Work instructions: Omit the pictures from the listing below and print every remaining entry verbatim.

Extracted information:
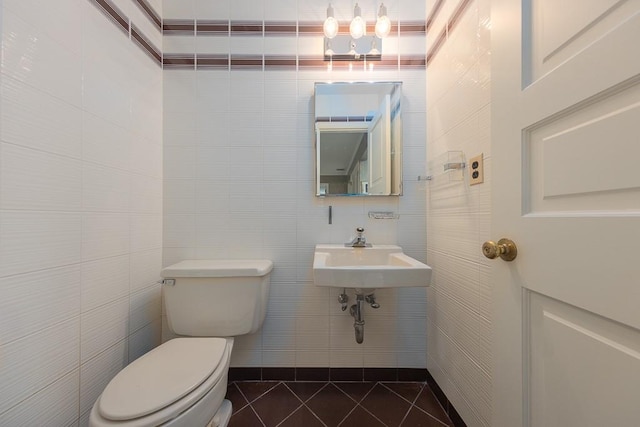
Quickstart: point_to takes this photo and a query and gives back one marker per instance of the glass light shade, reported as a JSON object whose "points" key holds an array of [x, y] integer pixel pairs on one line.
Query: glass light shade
{"points": [[383, 26], [357, 27], [330, 27]]}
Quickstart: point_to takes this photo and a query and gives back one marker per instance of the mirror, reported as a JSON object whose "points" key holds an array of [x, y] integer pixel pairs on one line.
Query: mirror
{"points": [[358, 129]]}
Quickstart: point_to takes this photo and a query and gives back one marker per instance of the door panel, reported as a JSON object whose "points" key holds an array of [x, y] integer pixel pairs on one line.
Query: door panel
{"points": [[578, 163], [558, 33], [566, 189], [570, 386]]}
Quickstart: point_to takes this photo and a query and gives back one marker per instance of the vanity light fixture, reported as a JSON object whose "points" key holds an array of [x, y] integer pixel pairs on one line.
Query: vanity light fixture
{"points": [[374, 48], [358, 27], [330, 26], [383, 24]]}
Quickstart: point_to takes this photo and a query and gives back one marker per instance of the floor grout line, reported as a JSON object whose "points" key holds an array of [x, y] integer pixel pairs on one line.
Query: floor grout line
{"points": [[423, 387]]}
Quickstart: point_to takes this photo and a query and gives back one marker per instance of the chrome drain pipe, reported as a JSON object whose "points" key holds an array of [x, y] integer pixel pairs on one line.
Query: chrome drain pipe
{"points": [[356, 311]]}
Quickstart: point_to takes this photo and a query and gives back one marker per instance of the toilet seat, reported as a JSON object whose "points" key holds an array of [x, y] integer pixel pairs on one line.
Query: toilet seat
{"points": [[164, 383]]}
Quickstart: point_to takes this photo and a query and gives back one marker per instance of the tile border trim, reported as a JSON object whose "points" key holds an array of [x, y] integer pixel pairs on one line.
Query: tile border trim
{"points": [[452, 22], [111, 11], [150, 13], [274, 28], [243, 28]]}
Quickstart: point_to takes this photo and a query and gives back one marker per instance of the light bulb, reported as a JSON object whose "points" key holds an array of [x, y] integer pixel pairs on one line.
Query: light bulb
{"points": [[329, 51], [383, 24], [358, 26], [330, 26]]}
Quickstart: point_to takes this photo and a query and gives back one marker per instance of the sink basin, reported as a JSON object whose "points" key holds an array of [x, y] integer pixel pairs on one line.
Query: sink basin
{"points": [[378, 266]]}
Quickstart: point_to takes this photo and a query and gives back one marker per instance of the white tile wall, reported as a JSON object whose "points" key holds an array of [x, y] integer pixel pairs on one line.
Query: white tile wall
{"points": [[458, 216], [80, 206], [239, 184]]}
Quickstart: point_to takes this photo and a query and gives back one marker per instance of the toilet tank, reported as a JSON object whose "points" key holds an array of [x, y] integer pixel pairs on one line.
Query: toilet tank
{"points": [[216, 298]]}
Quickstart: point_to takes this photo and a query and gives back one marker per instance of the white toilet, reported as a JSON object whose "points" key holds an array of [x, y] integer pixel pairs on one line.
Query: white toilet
{"points": [[183, 381]]}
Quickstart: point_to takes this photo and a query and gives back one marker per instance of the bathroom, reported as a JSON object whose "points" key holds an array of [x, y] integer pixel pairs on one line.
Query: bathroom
{"points": [[112, 167]]}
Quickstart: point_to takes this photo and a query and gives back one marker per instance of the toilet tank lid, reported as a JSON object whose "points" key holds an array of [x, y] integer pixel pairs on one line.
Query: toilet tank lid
{"points": [[219, 268]]}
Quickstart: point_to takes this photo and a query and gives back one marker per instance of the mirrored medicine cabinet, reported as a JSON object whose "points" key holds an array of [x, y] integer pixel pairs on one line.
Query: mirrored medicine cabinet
{"points": [[358, 139]]}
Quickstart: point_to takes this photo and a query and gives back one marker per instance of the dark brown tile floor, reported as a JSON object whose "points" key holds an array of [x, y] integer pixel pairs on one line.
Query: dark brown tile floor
{"points": [[332, 404]]}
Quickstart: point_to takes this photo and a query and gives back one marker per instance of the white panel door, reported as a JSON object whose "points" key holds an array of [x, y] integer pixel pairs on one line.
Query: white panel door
{"points": [[566, 189], [379, 150]]}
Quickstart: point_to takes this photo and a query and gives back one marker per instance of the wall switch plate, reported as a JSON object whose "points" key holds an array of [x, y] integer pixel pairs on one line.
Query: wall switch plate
{"points": [[476, 170]]}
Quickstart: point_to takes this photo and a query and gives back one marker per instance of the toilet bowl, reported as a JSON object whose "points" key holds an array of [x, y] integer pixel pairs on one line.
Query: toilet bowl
{"points": [[183, 381]]}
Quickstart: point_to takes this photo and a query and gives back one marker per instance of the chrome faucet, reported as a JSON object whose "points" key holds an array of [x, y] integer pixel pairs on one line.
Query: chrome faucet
{"points": [[359, 241]]}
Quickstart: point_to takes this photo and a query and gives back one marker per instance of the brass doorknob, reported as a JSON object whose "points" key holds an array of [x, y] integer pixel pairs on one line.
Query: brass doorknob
{"points": [[504, 249]]}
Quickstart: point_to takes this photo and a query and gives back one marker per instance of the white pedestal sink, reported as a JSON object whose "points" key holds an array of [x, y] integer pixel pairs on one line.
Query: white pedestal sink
{"points": [[378, 266]]}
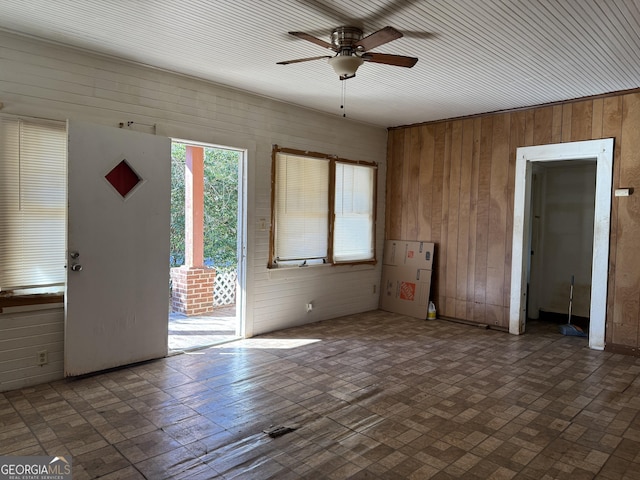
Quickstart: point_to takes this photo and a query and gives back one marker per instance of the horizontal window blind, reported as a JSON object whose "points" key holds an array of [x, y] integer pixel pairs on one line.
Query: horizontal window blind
{"points": [[32, 203], [302, 197], [353, 234]]}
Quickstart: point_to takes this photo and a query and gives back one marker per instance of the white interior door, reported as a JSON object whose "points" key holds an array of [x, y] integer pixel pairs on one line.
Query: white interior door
{"points": [[118, 248]]}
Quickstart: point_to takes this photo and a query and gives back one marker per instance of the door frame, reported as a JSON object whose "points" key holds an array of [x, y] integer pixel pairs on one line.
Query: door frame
{"points": [[602, 152], [241, 238]]}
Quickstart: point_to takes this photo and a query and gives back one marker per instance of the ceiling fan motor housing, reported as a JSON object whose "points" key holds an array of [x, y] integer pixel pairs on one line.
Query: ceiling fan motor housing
{"points": [[344, 38]]}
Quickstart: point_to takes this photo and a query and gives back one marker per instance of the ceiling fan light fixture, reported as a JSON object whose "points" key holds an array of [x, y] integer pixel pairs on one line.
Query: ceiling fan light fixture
{"points": [[345, 65]]}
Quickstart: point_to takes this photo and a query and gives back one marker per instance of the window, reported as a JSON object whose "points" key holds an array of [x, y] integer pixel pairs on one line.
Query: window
{"points": [[33, 200], [323, 209]]}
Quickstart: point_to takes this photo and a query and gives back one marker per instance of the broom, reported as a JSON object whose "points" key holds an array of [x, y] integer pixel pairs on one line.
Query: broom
{"points": [[569, 329]]}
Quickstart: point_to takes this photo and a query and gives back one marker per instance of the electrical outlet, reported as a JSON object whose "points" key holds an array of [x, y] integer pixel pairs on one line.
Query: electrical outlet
{"points": [[43, 357]]}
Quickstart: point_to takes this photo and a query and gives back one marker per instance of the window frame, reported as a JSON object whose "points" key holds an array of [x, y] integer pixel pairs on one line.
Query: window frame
{"points": [[31, 295], [331, 216]]}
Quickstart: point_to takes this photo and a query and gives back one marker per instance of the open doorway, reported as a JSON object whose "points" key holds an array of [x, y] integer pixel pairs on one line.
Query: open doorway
{"points": [[205, 245], [562, 213], [600, 151]]}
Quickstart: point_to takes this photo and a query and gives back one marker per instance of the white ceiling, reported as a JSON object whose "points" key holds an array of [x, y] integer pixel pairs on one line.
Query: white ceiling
{"points": [[475, 55]]}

Output of the exercise:
Quickstart: point_to takes this photo and a query and gives back one marker per instance of the glass light shade, reported as a JSON object whose "points" key holds an array of [x, y] integer pixel pairs on one line.
Query: glass light shade
{"points": [[383, 26], [357, 27], [330, 27]]}
Quickstart: point_to takes this photo and a query and gives back one marker per instance of the mirror, reported as a JSON object whose "points" key holds an array of [x, y] integer pixel pairs on one line.
Query: mirror
{"points": [[358, 129]]}
Quickstart: point_to takes this photo and a query and gives back one marker per instance of the door panel, reported as a JSON object whose "points" key holds an array of [x, y] integer pixel pairs on one line.
Query: door panel
{"points": [[578, 163], [558, 33], [566, 189], [570, 386]]}
Quickstart: point_to takes this photo and a query and gives back one marker per instance of the vanity light fixture, reported as a JSON object whose "points" key holds an array of [x, y] integer pixel pairs on one line.
Query: vanity light fixture
{"points": [[374, 48], [358, 27], [330, 26], [383, 24]]}
Quickstart: point_to takes this photo and a query and gives back one marker per instance of the floor grout line, reported as a JSON object whose "points" key holds an array of [x, y] integer pixel pairs on one line.
Query: floor grout line
{"points": [[423, 387]]}
Quickstart: point_to takes this photo and a query and gives back one marker per instance of the chrome drain pipe, reported as a JSON object whose "points" key holds an array of [x, y] integer pixel pairs on one line.
Query: chrome drain pipe
{"points": [[356, 311]]}
Quickstart: point_to takes this photo and a query and gives back one marker per instance of the toilet seat, reported as a JSON object whose "points" key holds an array of [x, y] integer pixel pairs on one line.
Query: toilet seat
{"points": [[164, 383]]}
Quickstart: point_to takes this photo and a query and gives back one marker per instance of the tile border trim, reported as a JSON object whose "points" key holds an array of [x, y] integer pixel pairs on one line.
Query: tile border trim
{"points": [[452, 22], [111, 11], [150, 13], [274, 28], [243, 28]]}
Quickstart: point_to takes this photo and a query and gives back one marker per instance of the light bulb, reported as a JSON object whose "points" key holds an array of [x, y] integer pixel pairs on one line.
Query: light bulb
{"points": [[329, 51], [383, 24], [358, 26], [330, 26]]}
Quickstart: point_to takes this photo and a query and gives back one marker per instance of the sink basin, reported as a JSON object whose "points" key holds an array of [x, y] integer pixel pairs on one line.
Query: sink basin
{"points": [[378, 266]]}
Quickstart: point_to takes this photo and a query and gives back one marker per instance of the white tile wall, reported as a JSON object whose "points" key holds an array of [x, y] integer pixel pairs on one line.
Query: white tile wall
{"points": [[458, 216], [80, 206], [239, 184]]}
Quickstart: point_to takes this photo and a query and gives back one marker per instance of the toilet tank, reported as a JSON object whose "points" key holds an array of [x, y] integer pixel pairs on one line.
Query: toilet tank
{"points": [[216, 298]]}
Quickstart: point_to takes this photo and a query and gives back one marker per instance of the white toilet, reported as a JSON object whose "points" key holds an array of [x, y] integer pixel pairs on one line.
Query: white toilet
{"points": [[183, 381]]}
Quickstart: point_to takes this photo and a query and gives back one marker per instance of the bathroom, reported as a JSON object whose "points" key holds an array of [x, y] integer pixel pairs on one line.
Query: bathroom
{"points": [[112, 167]]}
Quickstart: point_to takes this photo and a query and gives back one marker per instance of the toilet tank lid, reported as a JSON object whose "points" key holds an array of [x, y] integer pixel pairs on one line.
Query: toilet tank lid
{"points": [[219, 268]]}
Quickstart: point_to takes this photo and a query and gives back one marker per instance of the mirrored medicine cabinet, reported as a JSON object whose "points" key holds an array of [x, y] integer pixel pairs on one line.
Query: mirrored medicine cabinet
{"points": [[358, 139]]}
Quickstart: point_to takes this photo and a query and gives back one marker per instance of the dark brown tile floor, reported as a JSON object whose "points" key holds an array of [x, y] integer pixel pairs on one line.
Query: dark brown tile floor
{"points": [[332, 404]]}
Quickstart: point_to takes this photo and a query and gives back one marker per instance of the white panel door, reported as a JSON object whose "points" key holds an array of [x, y] integer pixel pairs on one line.
Query: white panel door
{"points": [[566, 189], [379, 150]]}
Quickstart: point_to takes this photo and a query and gives back one marker per instance of the wall switch plate, reported as a JSON object whose "points" key holds an array of [x, y] integer pixel pairs on one line.
Query: wall switch plate
{"points": [[476, 170]]}
Quickstart: point_to takes this photo and a query and gives back one marker per instance of the toilet bowl, reported as a JSON object whose "points" key holds an array of [x, y] integer pixel pairs on one line.
Query: toilet bowl
{"points": [[183, 381]]}
Quickstart: point_to takes this photo and a query and gives back one marker per instance of the chrome faucet, reported as a JSON object whose "points" key holds an array of [x, y] integer pixel pairs on one line.
Query: chrome faucet
{"points": [[359, 241]]}
Quickstart: point_to takes this photo and a query and gives back one marker per instance of the brass doorknob, reported as a JSON object whose "points" key holds an array of [x, y] integer pixel pairs on one line.
Query: brass doorknob
{"points": [[504, 249]]}
Quickstart: point_to takes this photo and a query and gives back one marker per instance of the white pedestal sink, reported as a JSON object whose "points" key holds an array of [x, y] integer pixel pairs on one line.
Query: white pedestal sink
{"points": [[378, 266]]}
Quickstart: point_to takes this photo and a query and gives back one marker per instance of the horizontal window blind, reported as a JSON object whose "points" key holds an array of [x, y] integer pixel pairs on one line.
Query: horizontal window blind
{"points": [[32, 203], [302, 197], [353, 234]]}
Quickstart: point_to takes this photo and a query and gives back one marker per instance of the white interior door, reported as a JSON object whose "points" key holds an array of [x, y] integer pixel pairs on one line.
Query: white interior door
{"points": [[118, 248]]}
Quickstart: point_to takes this photo and a query and gives back one marker per instance of the door frame, reported as a JSON object whose "points" key holds an array of [x, y] integer pixel pairs on one line.
Query: door frame
{"points": [[602, 152], [241, 238]]}
Quickstart: point_to takes this photo and a query and gives back one marker per instance of the ceiling fan motor housing, reported as a JSON object whose "points" key holds an array of [x, y] integer pixel pairs on one line.
Query: ceiling fan motor housing
{"points": [[344, 38]]}
Quickstart: point_to takes this photo and a query and gives back one marker per instance of the ceiling fan light fixture, reported as a JSON object whose "points" key holds an array of [x, y] integer pixel pairs on one line.
Query: ceiling fan light fixture
{"points": [[345, 65]]}
Quickstart: point_to takes this photo and a query and gives back one marker per instance of the window, reported as a JSON object whose "points" key holds an array of [x, y] integer pixel pairs on one line.
Query: window
{"points": [[33, 200], [323, 209]]}
Quickstart: point_to takes this photo and a query and gives back one marker per instance of the broom, reported as a JSON object whose "points" key holds an array of [x, y] integer pixel pairs on one line.
Query: broom
{"points": [[569, 329]]}
Quickstart: point_to takes this photo and a query and gives back one marker per instance of the electrical outlet, reported as a JSON object whose "points" key holds an array of [x, y] integer pixel pairs on one line.
Query: electrical outlet
{"points": [[43, 357]]}
Quickstart: point_to takes this photo and a query and gives back one marker per instance of the window frame, reported as a JSON object whose "points" key holds an array of [x, y] integer pixel pairs on one line.
Query: window frame
{"points": [[31, 295], [331, 216]]}
Quickstart: point_to takes this photo and a query and gives back one marker per instance of the open doorway, reported as a JSON object whose "points" key holds an array of [x, y] integer pixel pairs on one line.
Query: open doorway
{"points": [[205, 245], [562, 213], [600, 151]]}
Quickstart: point_to takes this photo and a query and gives back one marker per instance of the white ceiling, reported as a JSON object whose "points" key holds an array of [x, y] integer pixel pairs on one line.
Query: white ceiling
{"points": [[475, 55]]}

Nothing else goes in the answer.